### Your tasks
- a) Extract the passage of the court opinion between "Jeff KINDER and" and "Indiana, Fourth District.", inclusive.
- b) According to the court opinion, on what date did Jeff and Marge Kinder bring their action against John and/or Jane Doe?
- c) Continue the court opinion from the point where its text ends.

Jeff KINDER and Marge Kinder, Appellants (Defendants),
v.
John DOE and/or Jane Doe, Appellees (Defendants).
No. 47A04-8802-CV-00054.
Court of Appeals of Indiana, Fourth District.
June 28, 1989.*112 Karon E. Perkins, Dalmbert, Marshall & Perkins, Columbus, for appellants.
Linley E. Pearson, Atty. Gen., Gordon E. White, Jr., Deputy Atty. Gen., Indianapolis, for appellee Lawrence County Dept. of Public Welfare.
MILLER, Judge.
On June 5, 1987 Jeff and Marge Kinder brought an action against John and/or Jane Doe alleging the defendant(s) had maliciously made false statements in a letter to the Lawrence County Department of Public Welfare (Welfare) which caused Welfare to investigate them for possible child abuse and to initiate a CHINS proceeding which was later dismissed. The Kinders bring this interlocutory appeal alleging the trial court erred in denying their Motion to Compel Production of Documents and Records to a Non-Party. The request for production was directed to Welfare and requested the original letter which precipitated the investigation.
We restate the issue as follows: whether the trial court abused its discretion in denying the motion to compel, and improperly interpreted IND. CODE §§ 31-6-11-7 and 31-6-11-18,[1] which address immunity from *113 civil liability for persons who report child abuse or neglect, and the confidentiality of such reports.
We conclude the trial court properly interpreted the statute, however because this is a case of first impression we remand with instructions to hold an evidentiary hearing to allow the Kinders to present evidence to rebut the presumption the author of the letter acted in good faith.
FACTS
The Kinders are the parents of two minor children. A person whose identity is unknown to the Kinders sent a letter to Welfare which apparently contained allegations of child abuse or neglect against the Kinders. As a result of the letter, Welfare initiated an investigation of the Kinders and filed a CHINS petition with the Lawrence County Juvenile Court. The CHINS petition was dismissed with no action being taken against the Kinders.[2] The Kinders asked Welfare to refer the matter to the prosecutor for possible action on the allegedly false report. The record is unclear but it appears the prosecutor chose not to pursue the matter.
The Kinders filed suit against the person who sent the letter designating the defendant as John and/or Jane Doe, then sought to determine the identity of the party through discovery, by a request to Welfare for production of the letter. Welfare filed an Affidavit in Opposition to Motion for Production, in which it alleged Welfare was prohibited by statute from releasing the requested document.[3] The Kinders filed a motion to compel. After hearing argument on the motion, the trial court denied the motion as follows:
1/21/88 The Court having had the Plaintiff's Motion to Compel the Welfare Department to divulge the identity of an Informant under advisement, the Court now denies the Plaintiff's Motion to Compel.
In support of the Court's finding that said Motion to Compel should be denied, the Court notes that the statute that provides for information regarding the abuse or neglect of minor children provides that such persons giving information to the Welfare Department shall remain anonymous; that their identity only has to be divulged if it becomes apparent that such reporting is in bad faith.

[Records from an annotation dataset]

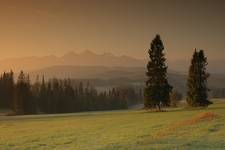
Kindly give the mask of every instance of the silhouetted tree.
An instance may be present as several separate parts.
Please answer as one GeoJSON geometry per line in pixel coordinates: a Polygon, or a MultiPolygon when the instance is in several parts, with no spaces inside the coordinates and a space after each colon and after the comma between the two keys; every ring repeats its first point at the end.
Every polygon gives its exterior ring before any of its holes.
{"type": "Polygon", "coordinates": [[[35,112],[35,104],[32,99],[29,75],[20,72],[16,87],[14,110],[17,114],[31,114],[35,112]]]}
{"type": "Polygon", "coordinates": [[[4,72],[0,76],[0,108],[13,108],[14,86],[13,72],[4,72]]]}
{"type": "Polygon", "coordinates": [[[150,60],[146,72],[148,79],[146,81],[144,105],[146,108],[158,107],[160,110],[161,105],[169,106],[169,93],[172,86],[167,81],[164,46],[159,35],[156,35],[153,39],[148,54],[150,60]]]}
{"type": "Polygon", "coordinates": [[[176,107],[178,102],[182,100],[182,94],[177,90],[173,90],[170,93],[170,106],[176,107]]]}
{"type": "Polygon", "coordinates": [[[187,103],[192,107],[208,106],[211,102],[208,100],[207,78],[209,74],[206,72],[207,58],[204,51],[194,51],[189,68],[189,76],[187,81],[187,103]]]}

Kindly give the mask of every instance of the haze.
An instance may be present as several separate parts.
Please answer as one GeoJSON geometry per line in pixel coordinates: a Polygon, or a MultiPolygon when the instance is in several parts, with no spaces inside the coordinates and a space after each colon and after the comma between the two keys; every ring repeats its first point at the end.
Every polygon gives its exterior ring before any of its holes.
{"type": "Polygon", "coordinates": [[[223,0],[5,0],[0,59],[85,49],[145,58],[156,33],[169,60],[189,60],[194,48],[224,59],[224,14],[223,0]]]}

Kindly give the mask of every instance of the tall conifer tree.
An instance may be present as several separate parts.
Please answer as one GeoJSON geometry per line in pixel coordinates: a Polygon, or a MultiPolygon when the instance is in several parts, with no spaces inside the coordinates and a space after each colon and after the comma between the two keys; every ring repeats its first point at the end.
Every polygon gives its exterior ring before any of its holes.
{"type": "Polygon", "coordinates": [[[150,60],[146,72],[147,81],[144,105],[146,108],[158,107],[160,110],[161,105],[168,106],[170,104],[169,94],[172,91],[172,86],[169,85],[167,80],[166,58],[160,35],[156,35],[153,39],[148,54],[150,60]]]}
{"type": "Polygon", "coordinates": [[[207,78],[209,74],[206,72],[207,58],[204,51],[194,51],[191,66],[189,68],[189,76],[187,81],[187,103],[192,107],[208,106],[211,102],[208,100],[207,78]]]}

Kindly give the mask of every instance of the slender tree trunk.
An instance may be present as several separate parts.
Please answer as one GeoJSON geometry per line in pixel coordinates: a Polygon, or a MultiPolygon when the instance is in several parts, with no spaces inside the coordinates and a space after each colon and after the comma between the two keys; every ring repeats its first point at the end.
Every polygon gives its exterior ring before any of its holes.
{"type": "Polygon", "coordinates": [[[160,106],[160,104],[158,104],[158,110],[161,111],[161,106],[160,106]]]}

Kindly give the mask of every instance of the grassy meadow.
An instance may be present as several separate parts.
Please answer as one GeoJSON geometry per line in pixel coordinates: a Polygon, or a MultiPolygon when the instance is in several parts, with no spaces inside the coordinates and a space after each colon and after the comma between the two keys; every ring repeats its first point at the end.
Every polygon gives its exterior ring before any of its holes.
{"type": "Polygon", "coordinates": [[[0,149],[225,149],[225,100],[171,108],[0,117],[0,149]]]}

---

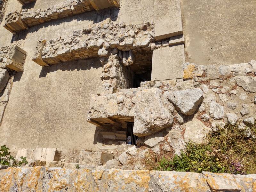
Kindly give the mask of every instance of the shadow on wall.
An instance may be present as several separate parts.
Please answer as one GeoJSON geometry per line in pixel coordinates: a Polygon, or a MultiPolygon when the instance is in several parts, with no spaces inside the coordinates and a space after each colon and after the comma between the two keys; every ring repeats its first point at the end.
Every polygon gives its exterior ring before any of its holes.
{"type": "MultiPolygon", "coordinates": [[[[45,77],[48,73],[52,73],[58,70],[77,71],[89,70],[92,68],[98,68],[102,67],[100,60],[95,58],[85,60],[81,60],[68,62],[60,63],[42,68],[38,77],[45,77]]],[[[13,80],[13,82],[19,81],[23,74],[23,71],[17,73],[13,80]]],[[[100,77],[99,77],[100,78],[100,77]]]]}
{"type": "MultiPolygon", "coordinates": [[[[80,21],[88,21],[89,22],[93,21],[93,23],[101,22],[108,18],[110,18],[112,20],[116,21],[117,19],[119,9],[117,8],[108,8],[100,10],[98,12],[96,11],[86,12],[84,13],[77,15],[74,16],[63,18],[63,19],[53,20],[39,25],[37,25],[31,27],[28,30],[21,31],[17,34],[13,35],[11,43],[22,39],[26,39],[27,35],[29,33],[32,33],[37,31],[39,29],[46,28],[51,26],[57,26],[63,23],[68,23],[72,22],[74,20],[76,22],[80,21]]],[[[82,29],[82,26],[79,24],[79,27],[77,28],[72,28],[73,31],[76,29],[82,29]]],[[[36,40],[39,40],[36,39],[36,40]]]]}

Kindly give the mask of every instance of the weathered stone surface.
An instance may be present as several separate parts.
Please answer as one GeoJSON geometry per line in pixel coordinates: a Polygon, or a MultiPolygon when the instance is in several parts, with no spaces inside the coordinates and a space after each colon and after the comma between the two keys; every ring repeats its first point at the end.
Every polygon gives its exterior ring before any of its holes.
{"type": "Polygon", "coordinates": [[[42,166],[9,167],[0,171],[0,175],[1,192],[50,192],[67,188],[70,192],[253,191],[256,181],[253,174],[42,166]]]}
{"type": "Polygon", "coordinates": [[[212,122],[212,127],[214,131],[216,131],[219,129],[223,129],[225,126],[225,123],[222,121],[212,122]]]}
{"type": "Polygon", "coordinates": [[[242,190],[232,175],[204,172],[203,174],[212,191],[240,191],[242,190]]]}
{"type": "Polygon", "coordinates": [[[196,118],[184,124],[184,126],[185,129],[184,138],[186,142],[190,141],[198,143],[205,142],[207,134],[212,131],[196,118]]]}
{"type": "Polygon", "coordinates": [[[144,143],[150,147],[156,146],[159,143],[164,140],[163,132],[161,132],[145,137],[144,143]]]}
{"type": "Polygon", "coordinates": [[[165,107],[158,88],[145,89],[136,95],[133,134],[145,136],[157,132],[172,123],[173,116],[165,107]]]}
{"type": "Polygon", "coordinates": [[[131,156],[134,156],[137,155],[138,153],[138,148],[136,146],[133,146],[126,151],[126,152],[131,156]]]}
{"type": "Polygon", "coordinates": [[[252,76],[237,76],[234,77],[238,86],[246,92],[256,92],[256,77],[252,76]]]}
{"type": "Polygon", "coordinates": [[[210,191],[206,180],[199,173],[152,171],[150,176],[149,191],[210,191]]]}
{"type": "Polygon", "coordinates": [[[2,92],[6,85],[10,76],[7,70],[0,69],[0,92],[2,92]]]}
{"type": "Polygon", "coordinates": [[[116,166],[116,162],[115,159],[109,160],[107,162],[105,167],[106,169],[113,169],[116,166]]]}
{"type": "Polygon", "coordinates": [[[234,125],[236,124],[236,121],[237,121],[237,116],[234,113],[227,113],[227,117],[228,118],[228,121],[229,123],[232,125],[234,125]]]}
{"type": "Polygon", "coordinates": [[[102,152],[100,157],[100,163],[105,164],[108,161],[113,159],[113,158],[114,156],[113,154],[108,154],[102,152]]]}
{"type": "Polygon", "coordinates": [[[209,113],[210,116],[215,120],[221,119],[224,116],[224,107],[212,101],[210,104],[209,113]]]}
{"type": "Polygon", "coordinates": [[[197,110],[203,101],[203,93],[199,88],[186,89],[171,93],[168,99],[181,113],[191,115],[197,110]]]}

### Outputs for the tasks
- a)
Jeff KINDER and Marge Kinder, Appellants (Defendants),
v.
John DOE and/or Jane Doe, Appellees (Defendants).
No. 47A04-8802-CV-00054.
Court of Appeals of Indiana, Fourth District.

- b) June 5, 1987

- c)
Because the Plaintiff is the moving party requesting that Welfare Department be compelled to deliver that information to it, the burden of proving that the information given to the Welfare Department was given in bad faith must therefore fall on the Plaintiff.
Plaintiff could arguably call Welfare Department officials to testify as to why after there was a finding of probable cause to believe that the children were children in need of services they made the decision to dismiss the original petition to find the children in need of services.
Plaintiff has the burden of making at least a prima facie showing that the information received by the Welfare was given to the Welfare Department in bad faith before the Court will grant any motion to compel the disclosure of the identity of the complainants.
DECISION
The Kinders assert the trial court improperly construed IND. CODE § 31-6-11-7, which provides:
A person, other than a person accused of child abuse or neglect, who:
(1) makes or causes to be made a report of a child who may be a victim of child abuse or neglect;
* * * * * *
is immune from any civil or criminal liability that might otherwise be imposed because of such actions. However, immunity does not attach for any person *114 who has acted maliciously or in bad faith. A person making a report that a child may be a victim of child abuse or neglect or assisting in any requirement of this chapter is presumed to have acted in good faith.
IND. CODE § 31-6-11-18 provides that reports of child abuse or neglect shall be confidential and reads in pertinent part:
(a) Reports made under this chapter and any other information obtained, reports written, or photographs taken concerning such reports in the possession of the department, the county department of public welfare, or the local child protection service are confidential and shall be made available only to those persons authorized by this chapter and to:
* * * * * *
(7) a parent, guardian, custodian, or other person responsible for the welfare of a child named in a report or record with protection for the identity of reporters and other appropriate individuals.
(8) a court, upon its finding access to the records may be necessary for a determination of an issue before the court, but access is limited to in camera inspection, unless the court determines that public disclosure of the information contained in the records is necessary for the resolution of an issue pending before it.
The Kinders cite Sturgill v. State (1986), Ind. App., 497 N.E.2d 1070 for the proposition I.C. XX-X-XX-XX is not a bar to the release of information in a report made to the welfare department. In Sturgill, the defendant was chargded with molesting his stepdaughter, T.S.T.S. reported the molestation to the county welfare department and testified at trial. The defendant sought discovery of T.S.'s statement to the welfare department. The trial court denied the defendant's motion to compel production of the statements. This court on appeal held the statute was unconstitutional as applied to the facts of the case and the trial court abused its discretion in denying the motion. The court noted: "the defendant's interest in discovery must be balanced against the state's interest in non-disclosure." Id. at 1072. The court further noted one of the factors weighing against non-disclosure was the fact T.S. had testified and therefore there was no need to protect her identity. Sturgill is not dispositive of this case. Constitutional considerations of due process clearly tipped the balance in favor of Sturgill. In addition, the identity of the reporter was known.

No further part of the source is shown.